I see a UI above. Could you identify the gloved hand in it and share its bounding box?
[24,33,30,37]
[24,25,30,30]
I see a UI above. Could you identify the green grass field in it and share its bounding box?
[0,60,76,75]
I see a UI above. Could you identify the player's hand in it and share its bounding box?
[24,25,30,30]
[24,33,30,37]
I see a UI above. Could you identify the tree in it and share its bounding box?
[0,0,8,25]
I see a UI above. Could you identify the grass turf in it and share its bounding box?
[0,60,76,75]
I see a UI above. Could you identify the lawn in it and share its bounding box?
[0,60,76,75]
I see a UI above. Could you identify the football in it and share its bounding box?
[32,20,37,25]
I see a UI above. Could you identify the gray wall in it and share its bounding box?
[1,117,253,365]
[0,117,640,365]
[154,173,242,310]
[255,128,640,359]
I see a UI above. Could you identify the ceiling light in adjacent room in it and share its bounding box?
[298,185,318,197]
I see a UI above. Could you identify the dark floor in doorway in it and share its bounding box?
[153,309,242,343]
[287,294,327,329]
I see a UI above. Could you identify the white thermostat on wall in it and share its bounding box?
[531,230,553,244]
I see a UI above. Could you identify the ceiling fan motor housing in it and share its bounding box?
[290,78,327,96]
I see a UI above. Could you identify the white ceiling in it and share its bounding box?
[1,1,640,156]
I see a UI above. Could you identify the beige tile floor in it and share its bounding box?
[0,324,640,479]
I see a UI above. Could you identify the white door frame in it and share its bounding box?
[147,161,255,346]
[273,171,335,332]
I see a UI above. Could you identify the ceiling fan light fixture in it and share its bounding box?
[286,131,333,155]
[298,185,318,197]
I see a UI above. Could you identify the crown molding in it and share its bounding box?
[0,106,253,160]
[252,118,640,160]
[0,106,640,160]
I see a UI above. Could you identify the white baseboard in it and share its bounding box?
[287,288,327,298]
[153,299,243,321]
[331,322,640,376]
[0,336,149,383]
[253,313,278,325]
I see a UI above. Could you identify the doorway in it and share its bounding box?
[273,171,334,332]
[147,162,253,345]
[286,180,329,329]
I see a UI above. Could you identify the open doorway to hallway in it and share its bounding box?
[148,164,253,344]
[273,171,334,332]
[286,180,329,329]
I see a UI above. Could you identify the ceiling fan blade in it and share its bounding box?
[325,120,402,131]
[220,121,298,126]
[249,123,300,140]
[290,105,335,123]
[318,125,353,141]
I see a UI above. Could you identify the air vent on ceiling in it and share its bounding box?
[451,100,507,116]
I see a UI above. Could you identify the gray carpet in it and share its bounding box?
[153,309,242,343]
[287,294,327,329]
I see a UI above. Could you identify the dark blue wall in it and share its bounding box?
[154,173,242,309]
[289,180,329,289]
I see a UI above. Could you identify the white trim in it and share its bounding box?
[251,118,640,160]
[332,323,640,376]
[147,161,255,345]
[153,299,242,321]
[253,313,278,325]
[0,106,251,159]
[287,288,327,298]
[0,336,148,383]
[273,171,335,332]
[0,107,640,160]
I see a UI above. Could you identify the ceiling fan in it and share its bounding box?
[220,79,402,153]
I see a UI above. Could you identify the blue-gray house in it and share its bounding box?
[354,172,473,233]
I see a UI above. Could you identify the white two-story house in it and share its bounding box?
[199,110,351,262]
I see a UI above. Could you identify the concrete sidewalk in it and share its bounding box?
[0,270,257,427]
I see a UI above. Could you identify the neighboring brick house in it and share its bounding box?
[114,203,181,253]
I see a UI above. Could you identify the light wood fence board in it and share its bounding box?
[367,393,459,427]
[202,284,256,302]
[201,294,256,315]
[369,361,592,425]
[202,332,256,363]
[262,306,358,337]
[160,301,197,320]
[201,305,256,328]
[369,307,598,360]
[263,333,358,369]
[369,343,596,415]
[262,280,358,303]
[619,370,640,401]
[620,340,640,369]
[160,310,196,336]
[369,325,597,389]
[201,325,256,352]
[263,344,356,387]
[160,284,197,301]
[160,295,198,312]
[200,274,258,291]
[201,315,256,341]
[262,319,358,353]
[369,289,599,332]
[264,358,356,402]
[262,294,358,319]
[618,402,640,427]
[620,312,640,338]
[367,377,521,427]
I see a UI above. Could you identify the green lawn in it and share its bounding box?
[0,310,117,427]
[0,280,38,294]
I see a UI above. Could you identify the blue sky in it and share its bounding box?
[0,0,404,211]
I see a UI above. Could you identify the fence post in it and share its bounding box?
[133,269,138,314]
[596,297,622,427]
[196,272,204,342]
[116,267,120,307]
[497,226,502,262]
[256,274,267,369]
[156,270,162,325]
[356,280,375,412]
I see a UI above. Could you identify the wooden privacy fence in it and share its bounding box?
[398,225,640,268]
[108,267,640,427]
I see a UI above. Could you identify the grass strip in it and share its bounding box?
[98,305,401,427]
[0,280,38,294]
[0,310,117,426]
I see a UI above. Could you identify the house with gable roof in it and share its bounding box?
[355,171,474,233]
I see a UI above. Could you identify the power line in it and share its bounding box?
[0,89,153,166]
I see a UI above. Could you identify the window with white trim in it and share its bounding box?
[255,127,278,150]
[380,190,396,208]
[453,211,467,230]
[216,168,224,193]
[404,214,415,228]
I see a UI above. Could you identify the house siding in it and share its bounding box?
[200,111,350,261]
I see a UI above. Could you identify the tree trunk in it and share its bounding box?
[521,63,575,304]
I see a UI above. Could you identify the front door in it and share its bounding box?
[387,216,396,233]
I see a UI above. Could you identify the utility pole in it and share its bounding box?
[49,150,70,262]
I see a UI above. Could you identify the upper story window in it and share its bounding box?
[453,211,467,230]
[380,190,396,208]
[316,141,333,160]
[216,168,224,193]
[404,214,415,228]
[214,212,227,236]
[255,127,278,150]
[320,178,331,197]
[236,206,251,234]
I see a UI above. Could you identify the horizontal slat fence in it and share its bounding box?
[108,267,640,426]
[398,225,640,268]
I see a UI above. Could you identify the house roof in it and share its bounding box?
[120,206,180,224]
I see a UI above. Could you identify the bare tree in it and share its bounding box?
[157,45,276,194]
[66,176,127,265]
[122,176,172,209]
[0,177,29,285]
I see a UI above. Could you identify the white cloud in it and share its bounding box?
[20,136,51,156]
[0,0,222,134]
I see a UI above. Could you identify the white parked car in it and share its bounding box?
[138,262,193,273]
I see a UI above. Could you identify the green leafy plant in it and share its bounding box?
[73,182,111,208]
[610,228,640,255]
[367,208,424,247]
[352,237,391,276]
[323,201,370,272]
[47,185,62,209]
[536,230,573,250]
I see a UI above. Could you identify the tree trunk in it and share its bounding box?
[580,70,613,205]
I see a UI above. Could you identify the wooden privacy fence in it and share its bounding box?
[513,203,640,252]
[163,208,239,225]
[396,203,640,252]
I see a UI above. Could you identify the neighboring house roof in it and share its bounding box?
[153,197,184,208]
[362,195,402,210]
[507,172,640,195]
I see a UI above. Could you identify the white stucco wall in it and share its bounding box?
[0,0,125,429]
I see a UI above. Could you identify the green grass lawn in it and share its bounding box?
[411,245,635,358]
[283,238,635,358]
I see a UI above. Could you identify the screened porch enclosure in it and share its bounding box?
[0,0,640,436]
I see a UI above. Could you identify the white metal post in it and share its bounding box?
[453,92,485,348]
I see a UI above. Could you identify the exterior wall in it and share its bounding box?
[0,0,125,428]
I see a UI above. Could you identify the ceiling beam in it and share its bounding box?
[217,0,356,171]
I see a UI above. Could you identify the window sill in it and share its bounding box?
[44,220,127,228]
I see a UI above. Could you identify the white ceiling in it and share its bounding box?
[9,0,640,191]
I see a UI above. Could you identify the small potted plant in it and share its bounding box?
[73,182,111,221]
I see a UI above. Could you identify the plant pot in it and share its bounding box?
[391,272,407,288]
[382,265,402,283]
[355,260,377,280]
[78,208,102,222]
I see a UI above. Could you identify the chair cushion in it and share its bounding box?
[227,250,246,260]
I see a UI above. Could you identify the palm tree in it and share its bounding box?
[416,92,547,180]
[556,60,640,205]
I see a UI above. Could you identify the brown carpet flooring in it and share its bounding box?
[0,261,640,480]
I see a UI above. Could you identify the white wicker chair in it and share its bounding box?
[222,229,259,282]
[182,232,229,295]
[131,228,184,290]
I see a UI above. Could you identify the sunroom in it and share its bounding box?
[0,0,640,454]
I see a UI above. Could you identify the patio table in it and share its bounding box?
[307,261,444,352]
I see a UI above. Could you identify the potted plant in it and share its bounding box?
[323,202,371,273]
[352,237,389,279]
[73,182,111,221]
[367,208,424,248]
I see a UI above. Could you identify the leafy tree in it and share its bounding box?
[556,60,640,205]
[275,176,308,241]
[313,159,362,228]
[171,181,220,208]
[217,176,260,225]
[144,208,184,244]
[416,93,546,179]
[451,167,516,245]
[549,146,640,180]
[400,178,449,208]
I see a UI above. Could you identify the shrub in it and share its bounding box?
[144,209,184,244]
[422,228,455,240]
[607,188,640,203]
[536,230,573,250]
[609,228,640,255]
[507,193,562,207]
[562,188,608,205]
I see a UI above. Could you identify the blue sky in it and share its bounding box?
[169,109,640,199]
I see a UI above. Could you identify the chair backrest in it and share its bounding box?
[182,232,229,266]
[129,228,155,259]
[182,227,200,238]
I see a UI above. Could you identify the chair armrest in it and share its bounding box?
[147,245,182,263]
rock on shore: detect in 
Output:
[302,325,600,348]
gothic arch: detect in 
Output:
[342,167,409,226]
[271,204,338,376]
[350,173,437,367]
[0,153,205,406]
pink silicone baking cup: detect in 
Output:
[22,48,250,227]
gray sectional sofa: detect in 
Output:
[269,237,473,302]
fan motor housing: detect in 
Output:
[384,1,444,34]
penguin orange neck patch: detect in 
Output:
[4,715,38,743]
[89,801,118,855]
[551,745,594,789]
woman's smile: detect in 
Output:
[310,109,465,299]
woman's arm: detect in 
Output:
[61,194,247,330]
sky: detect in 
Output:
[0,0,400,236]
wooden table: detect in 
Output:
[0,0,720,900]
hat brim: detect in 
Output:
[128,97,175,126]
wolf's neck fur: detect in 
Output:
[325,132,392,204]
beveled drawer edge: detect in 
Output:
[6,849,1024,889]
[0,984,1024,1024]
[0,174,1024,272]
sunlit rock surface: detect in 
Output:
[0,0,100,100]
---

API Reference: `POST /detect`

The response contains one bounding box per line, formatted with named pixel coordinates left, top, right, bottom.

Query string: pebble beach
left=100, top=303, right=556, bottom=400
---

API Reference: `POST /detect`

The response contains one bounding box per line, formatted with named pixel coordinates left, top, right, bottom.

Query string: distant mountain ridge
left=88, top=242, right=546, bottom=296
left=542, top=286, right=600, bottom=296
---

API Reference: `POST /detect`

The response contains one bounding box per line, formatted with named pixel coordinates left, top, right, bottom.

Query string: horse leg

########################################

**Written task**: Pull out every line of the records above that contains the word "chair" and copy each one unchanged.

**Solution to this problem**:
I see a UI above. Could you identify the chair cushion in it and share its bounding box?
I see a UI above. Could you identify the white wicker chair in it and share its bounding box?
I see a UI above. Could you identify the chair backrest in it and share its bounding box?
I see a UI above. Could you identify the chair armrest in it and share its bounding box?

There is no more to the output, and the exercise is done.